Touhfat Mouhtare-Mahamadou

La musique africaine à l’ère du digital

Kora_Musique_Africaine_Ere_DigitalLa production de musique africaine n’a jamais été aussi importante qu’aujourd’hui. Les artistes africains tiennent souvent le haut de l’estrade de nombre de festivals et ce depuis quelques années. Nombre d’entre eux sont récompensés lors des plus grandes cérémonies de remise prix à travers le monde. Le dernier exemple en date est la victoire de la béninoise Angélique Kidjo aux Grammy Award pour la troisième fois ! D’autres artistes, à l’image des nigérians de P-Square, collectionnent des succès importants aussi bien en Afrique qu’en dehors du continent. Malgré cette présence importante dans le paysage africain et dans le monde, l’industrie de la musique en Afrique, est toujours aussi moribonde, voire inexistante dans certains pays. Cependant, aujourd’hui le digital offre une chance inouïe de (ré)inventer l’industrie musicale en Afrique. C’est l’occasion pour le continent de rattraper son retard en matière de création, de production et distributions de SA musique. Dans le sillage de l’intérêt récent des majors (Sony Music, Universal Music), quelques startups (parmi lesquels on peut citer Spinlet, au Nigeria, Waabeh au Kenya ou encore BIGxGh, au Ghana) entendent relever les nouveaux défis du secteur.
- - - -
▸ CONSIGNE
Quelle startup nigériane l'extrait sur la musique africaine cite-t-il ? Les lignes qui viennent ensuite n'ont aucun lien avec l'extrait.
- - - -
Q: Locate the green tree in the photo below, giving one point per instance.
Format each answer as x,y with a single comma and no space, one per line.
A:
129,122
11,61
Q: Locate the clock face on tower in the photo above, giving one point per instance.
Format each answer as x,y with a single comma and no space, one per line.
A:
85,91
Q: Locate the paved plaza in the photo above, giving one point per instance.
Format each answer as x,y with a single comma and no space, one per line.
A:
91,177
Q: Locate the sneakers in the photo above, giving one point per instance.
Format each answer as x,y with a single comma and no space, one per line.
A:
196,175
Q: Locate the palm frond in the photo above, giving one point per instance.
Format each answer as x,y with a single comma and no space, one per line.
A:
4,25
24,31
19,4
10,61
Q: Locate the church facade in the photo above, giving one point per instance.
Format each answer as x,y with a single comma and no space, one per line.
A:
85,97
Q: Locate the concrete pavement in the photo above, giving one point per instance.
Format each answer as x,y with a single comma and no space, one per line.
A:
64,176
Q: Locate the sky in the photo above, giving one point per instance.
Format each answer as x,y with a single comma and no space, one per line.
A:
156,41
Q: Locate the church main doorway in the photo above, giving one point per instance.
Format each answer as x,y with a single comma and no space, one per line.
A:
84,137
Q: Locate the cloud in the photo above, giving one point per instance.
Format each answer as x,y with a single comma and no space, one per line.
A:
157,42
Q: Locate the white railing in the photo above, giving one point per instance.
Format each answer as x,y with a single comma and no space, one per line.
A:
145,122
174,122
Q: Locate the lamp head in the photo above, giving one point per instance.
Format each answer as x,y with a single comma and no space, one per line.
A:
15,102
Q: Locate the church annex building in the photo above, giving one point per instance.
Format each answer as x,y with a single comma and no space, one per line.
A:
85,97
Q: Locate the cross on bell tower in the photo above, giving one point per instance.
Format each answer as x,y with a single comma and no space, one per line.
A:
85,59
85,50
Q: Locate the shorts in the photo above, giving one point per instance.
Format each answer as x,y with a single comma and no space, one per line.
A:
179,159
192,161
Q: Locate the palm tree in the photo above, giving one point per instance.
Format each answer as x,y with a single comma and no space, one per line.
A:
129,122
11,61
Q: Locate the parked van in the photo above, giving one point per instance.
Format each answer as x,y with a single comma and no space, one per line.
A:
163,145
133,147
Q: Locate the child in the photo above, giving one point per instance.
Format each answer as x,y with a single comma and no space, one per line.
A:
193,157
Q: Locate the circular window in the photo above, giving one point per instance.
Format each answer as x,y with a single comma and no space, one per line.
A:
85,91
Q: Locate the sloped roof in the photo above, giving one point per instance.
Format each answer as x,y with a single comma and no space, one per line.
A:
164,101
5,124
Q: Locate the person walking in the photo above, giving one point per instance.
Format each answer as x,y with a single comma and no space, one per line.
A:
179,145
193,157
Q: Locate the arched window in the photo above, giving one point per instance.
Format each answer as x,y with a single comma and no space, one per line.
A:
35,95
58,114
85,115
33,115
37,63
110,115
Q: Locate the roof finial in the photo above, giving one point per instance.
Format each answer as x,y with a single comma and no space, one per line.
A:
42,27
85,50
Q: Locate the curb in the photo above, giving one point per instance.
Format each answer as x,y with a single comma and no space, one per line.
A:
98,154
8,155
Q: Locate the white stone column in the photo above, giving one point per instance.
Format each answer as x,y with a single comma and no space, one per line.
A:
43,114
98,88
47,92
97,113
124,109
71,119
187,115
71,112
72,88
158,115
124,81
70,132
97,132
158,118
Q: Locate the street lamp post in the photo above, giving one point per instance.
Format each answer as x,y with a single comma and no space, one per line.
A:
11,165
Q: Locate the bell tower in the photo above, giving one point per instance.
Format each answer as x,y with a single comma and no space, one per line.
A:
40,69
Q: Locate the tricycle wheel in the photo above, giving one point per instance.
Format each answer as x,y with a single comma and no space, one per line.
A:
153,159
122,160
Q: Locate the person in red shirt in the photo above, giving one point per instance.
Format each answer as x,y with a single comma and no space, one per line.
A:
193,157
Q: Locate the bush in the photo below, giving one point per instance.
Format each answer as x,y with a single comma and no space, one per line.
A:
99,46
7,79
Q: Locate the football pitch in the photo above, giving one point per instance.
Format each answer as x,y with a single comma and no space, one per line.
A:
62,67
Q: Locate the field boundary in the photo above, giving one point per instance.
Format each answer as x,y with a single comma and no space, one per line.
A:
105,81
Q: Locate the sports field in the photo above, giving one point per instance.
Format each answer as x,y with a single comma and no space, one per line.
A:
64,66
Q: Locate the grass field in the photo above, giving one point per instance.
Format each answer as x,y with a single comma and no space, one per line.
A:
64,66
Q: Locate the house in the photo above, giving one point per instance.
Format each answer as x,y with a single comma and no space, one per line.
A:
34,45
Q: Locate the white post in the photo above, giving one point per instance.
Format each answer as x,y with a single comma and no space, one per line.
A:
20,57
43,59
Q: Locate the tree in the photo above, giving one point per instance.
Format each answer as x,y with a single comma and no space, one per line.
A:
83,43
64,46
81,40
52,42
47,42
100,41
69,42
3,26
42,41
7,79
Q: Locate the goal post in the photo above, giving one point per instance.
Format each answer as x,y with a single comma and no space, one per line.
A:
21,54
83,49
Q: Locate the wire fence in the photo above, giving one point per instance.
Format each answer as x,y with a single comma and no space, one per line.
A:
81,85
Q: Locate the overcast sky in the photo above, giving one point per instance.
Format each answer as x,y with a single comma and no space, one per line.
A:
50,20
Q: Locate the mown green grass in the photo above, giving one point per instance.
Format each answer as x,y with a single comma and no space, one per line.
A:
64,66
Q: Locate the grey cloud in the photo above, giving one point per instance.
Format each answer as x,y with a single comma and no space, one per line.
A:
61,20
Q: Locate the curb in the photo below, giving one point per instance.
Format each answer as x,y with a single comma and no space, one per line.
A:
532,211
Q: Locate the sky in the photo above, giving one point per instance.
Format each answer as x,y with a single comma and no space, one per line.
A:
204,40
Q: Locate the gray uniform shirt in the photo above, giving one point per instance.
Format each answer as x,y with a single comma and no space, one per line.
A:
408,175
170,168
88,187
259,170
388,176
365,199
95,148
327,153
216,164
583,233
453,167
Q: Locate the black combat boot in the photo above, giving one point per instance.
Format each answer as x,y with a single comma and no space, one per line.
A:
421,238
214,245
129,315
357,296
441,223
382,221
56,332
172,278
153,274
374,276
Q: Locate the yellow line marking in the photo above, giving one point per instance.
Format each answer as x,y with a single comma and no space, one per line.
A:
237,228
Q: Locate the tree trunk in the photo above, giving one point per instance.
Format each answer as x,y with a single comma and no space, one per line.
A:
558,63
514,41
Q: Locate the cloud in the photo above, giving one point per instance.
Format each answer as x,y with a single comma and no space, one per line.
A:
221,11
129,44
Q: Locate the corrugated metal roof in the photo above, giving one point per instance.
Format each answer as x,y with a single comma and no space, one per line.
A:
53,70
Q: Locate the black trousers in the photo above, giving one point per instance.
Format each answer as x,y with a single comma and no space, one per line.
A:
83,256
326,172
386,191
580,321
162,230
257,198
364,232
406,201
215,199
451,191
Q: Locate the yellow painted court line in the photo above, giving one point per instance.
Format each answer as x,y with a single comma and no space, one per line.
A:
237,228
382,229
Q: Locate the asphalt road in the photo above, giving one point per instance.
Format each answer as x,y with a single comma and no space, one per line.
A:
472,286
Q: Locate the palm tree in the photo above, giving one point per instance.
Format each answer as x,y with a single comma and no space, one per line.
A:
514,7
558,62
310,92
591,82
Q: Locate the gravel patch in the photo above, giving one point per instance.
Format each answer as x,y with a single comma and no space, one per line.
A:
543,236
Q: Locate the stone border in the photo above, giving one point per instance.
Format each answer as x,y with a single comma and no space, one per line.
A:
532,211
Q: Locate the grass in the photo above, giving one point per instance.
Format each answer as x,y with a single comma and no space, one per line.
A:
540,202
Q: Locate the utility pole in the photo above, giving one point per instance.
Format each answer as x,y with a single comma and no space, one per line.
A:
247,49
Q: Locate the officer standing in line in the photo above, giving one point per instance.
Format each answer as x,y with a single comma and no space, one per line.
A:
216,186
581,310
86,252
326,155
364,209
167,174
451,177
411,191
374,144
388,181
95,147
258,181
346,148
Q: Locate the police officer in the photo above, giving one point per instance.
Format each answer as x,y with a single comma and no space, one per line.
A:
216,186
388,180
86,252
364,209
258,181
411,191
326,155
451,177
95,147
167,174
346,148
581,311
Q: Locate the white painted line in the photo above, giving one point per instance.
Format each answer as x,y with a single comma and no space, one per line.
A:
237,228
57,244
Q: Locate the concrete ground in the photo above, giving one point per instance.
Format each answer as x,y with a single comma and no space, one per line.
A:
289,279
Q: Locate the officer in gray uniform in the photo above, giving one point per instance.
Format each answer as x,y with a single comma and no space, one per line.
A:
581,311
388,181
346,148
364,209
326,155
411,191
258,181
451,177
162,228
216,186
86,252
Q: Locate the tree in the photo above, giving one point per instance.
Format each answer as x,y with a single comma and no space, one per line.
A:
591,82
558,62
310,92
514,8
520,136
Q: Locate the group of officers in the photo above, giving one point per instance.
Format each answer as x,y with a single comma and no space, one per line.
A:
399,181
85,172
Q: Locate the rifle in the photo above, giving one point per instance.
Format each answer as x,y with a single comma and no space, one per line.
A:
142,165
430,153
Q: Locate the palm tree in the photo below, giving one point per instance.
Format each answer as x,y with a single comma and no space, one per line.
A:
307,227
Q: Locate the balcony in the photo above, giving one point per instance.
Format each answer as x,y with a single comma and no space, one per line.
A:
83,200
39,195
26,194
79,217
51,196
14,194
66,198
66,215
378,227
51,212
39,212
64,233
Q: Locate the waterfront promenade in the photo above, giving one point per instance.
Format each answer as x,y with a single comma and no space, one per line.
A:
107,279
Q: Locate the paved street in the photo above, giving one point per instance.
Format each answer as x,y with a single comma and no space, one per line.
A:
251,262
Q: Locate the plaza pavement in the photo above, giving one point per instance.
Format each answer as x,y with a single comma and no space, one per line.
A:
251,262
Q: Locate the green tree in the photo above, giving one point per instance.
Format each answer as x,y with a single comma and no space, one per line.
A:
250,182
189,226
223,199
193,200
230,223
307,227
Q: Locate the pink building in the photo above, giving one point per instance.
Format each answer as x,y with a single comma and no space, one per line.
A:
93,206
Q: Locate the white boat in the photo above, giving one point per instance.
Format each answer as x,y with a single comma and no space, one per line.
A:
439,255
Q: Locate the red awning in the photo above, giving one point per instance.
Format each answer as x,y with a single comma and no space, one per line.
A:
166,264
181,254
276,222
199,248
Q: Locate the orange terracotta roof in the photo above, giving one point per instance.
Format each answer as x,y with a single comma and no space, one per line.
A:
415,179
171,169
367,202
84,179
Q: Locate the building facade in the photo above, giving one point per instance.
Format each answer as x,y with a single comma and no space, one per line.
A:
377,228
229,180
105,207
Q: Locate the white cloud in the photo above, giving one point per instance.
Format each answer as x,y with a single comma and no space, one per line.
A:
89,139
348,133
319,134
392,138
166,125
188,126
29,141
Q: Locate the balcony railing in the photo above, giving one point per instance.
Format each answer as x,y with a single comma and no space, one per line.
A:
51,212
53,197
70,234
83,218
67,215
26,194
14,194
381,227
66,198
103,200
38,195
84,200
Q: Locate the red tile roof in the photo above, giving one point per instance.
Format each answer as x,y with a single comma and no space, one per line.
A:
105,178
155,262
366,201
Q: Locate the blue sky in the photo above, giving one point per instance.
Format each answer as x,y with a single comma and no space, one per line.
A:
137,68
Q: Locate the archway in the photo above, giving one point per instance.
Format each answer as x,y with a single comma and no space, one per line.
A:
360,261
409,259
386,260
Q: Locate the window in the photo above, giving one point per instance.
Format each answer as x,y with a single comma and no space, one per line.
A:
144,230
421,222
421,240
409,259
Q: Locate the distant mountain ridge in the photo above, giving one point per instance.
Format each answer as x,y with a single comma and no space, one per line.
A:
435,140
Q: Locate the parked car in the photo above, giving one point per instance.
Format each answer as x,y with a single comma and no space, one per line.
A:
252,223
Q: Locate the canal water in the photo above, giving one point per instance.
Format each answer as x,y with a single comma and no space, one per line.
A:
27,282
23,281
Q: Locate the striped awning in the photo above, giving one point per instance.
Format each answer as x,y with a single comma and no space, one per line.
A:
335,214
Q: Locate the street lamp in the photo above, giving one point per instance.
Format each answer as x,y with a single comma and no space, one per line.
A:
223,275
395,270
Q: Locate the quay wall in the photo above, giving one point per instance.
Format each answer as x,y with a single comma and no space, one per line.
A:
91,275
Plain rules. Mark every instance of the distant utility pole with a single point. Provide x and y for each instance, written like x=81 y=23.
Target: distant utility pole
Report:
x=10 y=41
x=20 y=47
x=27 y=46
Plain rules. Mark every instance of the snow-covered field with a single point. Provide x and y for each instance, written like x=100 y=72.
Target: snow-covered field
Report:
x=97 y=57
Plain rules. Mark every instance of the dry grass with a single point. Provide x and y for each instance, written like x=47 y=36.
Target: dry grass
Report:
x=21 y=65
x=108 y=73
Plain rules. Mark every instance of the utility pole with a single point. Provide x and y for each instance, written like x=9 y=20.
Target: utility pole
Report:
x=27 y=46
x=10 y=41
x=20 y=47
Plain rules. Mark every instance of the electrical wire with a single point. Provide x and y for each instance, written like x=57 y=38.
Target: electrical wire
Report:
- - - -
▸ RÉPONSE ATTENDUE
Spinlet.